§ **Point-per-instance localization data**:
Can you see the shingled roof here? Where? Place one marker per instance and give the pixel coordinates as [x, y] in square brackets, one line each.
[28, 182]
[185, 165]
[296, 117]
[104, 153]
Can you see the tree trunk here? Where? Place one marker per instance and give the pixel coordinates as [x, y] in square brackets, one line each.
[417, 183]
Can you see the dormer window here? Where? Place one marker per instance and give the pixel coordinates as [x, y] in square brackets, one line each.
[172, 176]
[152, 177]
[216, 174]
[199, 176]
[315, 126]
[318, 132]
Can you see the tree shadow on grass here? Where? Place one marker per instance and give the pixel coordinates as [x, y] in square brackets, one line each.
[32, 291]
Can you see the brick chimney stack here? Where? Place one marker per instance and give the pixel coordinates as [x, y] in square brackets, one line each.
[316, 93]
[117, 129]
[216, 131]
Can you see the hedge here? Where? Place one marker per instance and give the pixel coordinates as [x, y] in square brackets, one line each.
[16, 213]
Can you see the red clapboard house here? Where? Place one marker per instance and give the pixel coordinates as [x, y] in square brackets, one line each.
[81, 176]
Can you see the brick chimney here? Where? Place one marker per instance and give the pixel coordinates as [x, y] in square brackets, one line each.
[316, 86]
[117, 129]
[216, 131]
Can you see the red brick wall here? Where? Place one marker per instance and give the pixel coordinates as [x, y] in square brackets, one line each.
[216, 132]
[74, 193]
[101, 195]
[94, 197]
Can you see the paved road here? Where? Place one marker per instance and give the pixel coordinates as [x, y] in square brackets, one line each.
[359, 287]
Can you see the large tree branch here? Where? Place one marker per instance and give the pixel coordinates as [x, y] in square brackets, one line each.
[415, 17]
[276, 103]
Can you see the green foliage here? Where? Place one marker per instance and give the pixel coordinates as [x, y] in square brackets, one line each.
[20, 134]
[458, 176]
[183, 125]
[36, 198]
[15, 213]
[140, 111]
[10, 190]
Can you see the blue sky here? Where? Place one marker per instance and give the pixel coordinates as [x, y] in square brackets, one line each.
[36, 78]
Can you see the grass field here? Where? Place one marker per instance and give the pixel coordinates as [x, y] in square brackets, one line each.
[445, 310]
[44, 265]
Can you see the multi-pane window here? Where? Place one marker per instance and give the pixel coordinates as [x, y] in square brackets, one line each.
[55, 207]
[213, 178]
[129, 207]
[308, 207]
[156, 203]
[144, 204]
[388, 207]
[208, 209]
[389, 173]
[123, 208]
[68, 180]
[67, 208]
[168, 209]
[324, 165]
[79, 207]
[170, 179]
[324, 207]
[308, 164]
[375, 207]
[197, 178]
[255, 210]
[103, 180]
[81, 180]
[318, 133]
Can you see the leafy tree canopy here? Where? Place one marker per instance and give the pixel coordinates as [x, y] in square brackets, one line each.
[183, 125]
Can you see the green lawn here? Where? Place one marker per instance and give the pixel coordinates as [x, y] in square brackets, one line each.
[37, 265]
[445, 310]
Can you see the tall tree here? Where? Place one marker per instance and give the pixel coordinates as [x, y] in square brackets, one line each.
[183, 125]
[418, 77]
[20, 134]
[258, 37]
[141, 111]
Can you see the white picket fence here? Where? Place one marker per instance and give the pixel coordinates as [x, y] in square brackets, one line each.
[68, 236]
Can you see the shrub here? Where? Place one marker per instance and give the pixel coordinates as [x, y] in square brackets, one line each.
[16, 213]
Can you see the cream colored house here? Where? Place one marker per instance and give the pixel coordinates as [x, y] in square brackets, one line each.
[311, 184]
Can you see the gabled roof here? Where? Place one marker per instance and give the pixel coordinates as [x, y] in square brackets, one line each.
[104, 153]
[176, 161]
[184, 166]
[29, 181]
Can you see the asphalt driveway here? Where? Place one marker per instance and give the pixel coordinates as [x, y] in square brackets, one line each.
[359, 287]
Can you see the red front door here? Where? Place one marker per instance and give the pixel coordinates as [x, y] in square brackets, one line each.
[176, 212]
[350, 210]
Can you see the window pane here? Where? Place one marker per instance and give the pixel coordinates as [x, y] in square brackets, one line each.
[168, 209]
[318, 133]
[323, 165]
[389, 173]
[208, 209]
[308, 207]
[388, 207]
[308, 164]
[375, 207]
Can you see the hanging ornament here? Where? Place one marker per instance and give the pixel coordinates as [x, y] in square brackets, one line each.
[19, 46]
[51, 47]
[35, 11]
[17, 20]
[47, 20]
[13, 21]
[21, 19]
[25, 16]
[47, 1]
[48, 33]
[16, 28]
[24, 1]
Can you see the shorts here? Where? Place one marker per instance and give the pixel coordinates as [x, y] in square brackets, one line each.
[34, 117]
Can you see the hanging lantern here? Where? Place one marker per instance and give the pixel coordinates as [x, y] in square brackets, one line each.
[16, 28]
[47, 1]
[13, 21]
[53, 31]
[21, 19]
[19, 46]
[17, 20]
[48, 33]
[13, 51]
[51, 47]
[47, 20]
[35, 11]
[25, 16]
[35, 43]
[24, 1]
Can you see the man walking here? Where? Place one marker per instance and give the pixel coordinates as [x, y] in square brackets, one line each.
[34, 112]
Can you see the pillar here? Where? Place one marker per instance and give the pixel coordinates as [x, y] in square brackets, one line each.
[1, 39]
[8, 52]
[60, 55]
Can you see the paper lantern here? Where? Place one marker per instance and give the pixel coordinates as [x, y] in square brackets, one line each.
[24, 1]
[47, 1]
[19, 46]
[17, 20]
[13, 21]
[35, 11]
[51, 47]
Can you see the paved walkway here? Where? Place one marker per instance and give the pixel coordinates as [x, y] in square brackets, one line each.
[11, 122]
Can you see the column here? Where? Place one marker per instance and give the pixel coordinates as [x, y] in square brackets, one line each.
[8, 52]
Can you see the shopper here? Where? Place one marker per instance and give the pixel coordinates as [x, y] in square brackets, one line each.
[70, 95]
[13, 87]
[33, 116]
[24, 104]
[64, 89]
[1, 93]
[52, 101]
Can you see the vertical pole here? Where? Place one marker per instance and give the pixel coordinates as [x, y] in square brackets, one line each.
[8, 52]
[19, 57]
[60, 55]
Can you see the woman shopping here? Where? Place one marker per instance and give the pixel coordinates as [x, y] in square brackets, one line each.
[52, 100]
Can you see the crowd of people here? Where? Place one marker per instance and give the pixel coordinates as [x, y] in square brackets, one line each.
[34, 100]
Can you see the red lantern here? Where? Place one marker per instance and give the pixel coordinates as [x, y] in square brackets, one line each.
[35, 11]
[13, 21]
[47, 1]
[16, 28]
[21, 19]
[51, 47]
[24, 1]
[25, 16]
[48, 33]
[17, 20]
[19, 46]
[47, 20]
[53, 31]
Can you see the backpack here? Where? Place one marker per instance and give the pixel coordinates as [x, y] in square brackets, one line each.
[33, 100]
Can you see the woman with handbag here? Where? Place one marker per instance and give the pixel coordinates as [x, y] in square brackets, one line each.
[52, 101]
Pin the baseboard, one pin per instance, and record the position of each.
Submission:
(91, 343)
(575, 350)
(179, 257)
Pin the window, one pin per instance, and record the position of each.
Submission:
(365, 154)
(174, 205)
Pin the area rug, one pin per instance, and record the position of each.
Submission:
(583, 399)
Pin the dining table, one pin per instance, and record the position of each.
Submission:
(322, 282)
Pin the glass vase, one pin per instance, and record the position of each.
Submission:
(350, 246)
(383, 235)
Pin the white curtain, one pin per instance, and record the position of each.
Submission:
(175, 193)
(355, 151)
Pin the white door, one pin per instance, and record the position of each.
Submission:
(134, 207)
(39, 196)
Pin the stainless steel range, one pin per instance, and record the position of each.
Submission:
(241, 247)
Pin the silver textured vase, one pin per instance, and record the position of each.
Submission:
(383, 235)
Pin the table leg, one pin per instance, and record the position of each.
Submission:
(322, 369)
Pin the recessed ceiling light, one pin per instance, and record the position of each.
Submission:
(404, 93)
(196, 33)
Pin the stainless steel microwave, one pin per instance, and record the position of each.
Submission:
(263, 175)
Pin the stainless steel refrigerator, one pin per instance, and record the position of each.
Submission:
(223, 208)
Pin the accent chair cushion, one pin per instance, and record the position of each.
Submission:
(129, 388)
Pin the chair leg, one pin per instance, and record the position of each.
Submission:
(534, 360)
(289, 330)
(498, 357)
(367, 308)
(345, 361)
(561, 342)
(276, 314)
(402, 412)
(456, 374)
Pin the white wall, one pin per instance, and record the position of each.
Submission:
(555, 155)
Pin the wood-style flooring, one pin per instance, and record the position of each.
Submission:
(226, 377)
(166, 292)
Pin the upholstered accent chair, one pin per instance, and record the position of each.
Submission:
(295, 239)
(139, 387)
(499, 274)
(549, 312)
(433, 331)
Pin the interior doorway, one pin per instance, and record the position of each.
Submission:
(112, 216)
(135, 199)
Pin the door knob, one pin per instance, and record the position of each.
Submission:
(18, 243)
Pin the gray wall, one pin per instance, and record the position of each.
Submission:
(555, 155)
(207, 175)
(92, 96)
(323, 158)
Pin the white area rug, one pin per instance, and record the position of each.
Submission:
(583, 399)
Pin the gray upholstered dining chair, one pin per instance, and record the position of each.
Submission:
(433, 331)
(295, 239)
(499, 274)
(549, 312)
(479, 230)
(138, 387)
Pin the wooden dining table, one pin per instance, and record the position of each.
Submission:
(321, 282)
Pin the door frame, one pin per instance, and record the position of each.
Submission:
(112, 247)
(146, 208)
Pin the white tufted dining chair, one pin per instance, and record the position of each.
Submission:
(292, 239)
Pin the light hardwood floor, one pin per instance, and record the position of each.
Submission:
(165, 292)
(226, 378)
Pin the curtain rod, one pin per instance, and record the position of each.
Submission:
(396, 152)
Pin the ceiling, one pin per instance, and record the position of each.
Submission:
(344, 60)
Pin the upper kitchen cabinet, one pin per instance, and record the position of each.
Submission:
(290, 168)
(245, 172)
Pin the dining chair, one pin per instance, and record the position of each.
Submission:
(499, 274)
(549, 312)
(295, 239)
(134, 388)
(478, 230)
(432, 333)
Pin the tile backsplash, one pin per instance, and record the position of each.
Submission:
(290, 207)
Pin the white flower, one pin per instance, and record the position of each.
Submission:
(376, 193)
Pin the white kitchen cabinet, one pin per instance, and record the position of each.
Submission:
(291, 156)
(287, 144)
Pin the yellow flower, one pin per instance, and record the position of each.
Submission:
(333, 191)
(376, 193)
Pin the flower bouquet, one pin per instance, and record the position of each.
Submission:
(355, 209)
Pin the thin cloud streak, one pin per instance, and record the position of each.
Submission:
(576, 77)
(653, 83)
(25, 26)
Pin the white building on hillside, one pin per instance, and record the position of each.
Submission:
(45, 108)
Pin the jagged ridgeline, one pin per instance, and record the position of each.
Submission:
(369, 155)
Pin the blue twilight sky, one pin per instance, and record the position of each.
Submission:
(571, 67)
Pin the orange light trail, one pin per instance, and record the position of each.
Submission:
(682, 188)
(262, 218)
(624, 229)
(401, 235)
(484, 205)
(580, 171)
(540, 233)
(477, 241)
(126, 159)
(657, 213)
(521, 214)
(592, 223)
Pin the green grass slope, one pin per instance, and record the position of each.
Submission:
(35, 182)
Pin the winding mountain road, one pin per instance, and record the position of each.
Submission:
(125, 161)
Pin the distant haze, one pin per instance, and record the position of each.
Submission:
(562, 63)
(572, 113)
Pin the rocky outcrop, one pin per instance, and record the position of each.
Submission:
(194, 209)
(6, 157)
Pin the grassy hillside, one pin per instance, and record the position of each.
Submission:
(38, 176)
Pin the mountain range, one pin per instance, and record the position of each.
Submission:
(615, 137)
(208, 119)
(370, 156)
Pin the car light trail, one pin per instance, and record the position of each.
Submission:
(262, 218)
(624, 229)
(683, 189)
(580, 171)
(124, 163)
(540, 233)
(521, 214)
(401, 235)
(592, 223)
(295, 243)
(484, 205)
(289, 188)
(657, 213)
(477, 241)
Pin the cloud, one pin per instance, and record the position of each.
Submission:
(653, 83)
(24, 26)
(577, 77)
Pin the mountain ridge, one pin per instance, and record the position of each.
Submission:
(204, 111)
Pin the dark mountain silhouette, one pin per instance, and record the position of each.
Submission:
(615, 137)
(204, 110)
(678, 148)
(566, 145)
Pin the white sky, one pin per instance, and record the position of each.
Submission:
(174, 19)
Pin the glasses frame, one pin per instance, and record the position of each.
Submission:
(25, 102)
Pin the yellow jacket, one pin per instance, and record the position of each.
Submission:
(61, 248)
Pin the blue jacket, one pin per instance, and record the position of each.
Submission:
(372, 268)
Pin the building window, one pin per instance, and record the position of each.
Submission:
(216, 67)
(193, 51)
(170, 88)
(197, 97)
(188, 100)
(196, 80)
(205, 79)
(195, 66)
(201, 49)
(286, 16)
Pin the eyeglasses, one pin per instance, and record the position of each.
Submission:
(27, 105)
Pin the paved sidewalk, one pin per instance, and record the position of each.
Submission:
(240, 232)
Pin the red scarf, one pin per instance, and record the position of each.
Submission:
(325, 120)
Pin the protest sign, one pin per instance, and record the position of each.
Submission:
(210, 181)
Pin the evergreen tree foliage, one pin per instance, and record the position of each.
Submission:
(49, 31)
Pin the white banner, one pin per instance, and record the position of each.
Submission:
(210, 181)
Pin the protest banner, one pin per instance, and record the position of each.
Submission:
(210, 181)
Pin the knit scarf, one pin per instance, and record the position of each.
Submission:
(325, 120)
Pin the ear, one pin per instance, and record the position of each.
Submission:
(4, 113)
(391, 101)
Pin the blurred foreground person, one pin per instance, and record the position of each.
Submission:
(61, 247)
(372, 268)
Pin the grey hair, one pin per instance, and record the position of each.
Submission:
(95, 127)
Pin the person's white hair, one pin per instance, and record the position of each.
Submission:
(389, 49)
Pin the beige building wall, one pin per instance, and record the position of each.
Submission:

§ **Goal of the exercise**: Looking at the records above, how many of their lines carry the string "gray"? Answer with the number and nothing else.

§ **Task solution**: 2